=== Extracted material ===
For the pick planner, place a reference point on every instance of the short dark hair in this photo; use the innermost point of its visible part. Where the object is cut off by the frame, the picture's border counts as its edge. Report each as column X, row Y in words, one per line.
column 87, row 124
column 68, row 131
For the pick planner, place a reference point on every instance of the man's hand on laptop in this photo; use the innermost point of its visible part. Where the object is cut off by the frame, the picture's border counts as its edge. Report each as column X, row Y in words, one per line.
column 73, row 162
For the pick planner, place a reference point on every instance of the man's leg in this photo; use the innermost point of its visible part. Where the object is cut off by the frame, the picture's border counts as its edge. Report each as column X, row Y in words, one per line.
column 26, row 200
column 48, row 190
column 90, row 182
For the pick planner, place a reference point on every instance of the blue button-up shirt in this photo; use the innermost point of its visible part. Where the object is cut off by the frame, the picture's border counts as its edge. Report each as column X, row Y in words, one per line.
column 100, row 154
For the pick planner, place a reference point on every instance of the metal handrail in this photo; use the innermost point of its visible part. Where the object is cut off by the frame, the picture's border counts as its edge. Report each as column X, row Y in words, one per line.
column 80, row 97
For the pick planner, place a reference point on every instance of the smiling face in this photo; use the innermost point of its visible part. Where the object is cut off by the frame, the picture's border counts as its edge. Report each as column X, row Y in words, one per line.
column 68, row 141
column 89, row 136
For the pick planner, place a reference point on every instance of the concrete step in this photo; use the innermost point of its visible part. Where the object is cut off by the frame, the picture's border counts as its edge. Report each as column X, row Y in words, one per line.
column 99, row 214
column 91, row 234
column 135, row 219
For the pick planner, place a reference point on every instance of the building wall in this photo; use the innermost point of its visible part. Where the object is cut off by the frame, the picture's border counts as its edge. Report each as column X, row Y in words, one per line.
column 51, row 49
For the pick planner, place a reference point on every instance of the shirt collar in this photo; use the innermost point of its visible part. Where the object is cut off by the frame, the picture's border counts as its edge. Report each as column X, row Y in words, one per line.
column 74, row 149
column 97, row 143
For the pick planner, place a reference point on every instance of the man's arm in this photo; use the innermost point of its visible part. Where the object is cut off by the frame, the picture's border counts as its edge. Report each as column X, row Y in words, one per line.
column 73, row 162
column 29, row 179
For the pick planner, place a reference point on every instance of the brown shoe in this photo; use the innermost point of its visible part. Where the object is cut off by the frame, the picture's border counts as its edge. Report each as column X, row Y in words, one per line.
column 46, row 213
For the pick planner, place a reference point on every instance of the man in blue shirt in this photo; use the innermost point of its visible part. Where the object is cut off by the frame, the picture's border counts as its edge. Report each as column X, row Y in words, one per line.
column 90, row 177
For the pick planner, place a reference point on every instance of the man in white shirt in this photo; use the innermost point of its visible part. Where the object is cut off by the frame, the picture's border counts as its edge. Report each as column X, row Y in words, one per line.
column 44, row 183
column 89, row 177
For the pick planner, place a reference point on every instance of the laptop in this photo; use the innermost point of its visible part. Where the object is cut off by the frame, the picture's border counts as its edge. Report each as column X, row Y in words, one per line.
===
- **What the exercise asks**
From the listing above, extract all records word for word.

- **The solution**
For the pick planner, place a reference point on every instance of the short dark hair in this photo; use the innermost point of its visible part. Where the object is cut off by the frame, the picture's border counts as its edge. Report each as column X, row Y in words, one per line.
column 87, row 124
column 68, row 131
For the pick planner, place a reference point on every instance of the man's hand on laptop in this photo; use the innermost point of its visible part. Where the object is cut off by the frame, the picture's border counts as its edge. Report each as column X, row Y in words, one per line.
column 73, row 162
For the pick planner, place a reference point on every instance of the man's leg in this photo; use the innermost point of its visible part. Where the object is cut off by the frame, the picture's border counts as its edge. Report each as column X, row Y in words, one per line.
column 26, row 200
column 48, row 190
column 90, row 182
For the pick planner, place a reference point on every instance of the blue button-up shirt in this photo; use the innermost point of its visible part. Where the object is cut off by the frame, the picture's border counts as its edge. Report each as column X, row Y in words, one per line.
column 100, row 154
For the pick planner, place a reference point on every instance of the metal handrail in this photo; use the innermost point of its visible part. Where the object is cut off by the frame, the picture's border counts as its edge. Report each as column X, row Y in words, one per line.
column 80, row 97
For the pick planner, place a reference point on every instance of the smiling face in this photo; use the innermost point of its visible part. Where the object is cut off by the frame, the picture's border counts as its edge. Report each as column X, row Y in words, one per line.
column 68, row 141
column 89, row 136
For the pick planner, place a reference point on every instance of the concrete step in this photo; use the innermost point of its visible part. Where the object is cut off by the frame, the picture's border counts as its edge. Report each as column X, row Y in words, one per line.
column 99, row 214
column 91, row 234
column 135, row 219
For the pick planner, place a reference point on every instance of the building wall in this photo; use the innermost point of its visible part. Where the object is cut off by the frame, the picture's border counts as its edge. Report each as column X, row Y in words, one per line.
column 51, row 49
For the pick planner, place a reference point on every instance of the shirt collar in this photo; use the innermost point of its visible part. Where the object is cut off by the frame, the picture's border counts as its edge. Report each as column X, row Y in words, one per line.
column 74, row 149
column 97, row 143
For the pick planner, place a reference point on every instance of the man's arm in this photo; use the innermost point of its visible part. Where the object is cut off by the frame, the picture's border counts as its edge. Report each as column X, row Y in words, one per line.
column 73, row 162
column 29, row 179
For the pick planner, place a reference point on every instance of the brown shoe in this photo; use the innermost point of its visible part. Where the object is cut off by the frame, the picture's border counts as its edge. Report each as column X, row Y in words, one per line.
column 46, row 213
For the pick planner, place a reference point on every instance of the man in blue shirt in this photo; use the innermost point of its visible part. Where the object is cut off by the frame, the picture's border counts as its edge. Report each as column X, row Y in words, one per line.
column 90, row 177
For the pick planner, place a reference point on every instance of the man in white shirt in this photo; use the innermost point of its visible part. Where the object is cut off by the frame, the picture's border counts as its edge. Report each as column X, row Y in words, one per line.
column 44, row 183
column 89, row 177
For the pick planner, place a reference point on every instance of the laptop in this photo; use the innermost point of its visible part. Where the object is cut off by the frame, the picture's border counts as its edge. Report each as column X, row Y in words, one per line.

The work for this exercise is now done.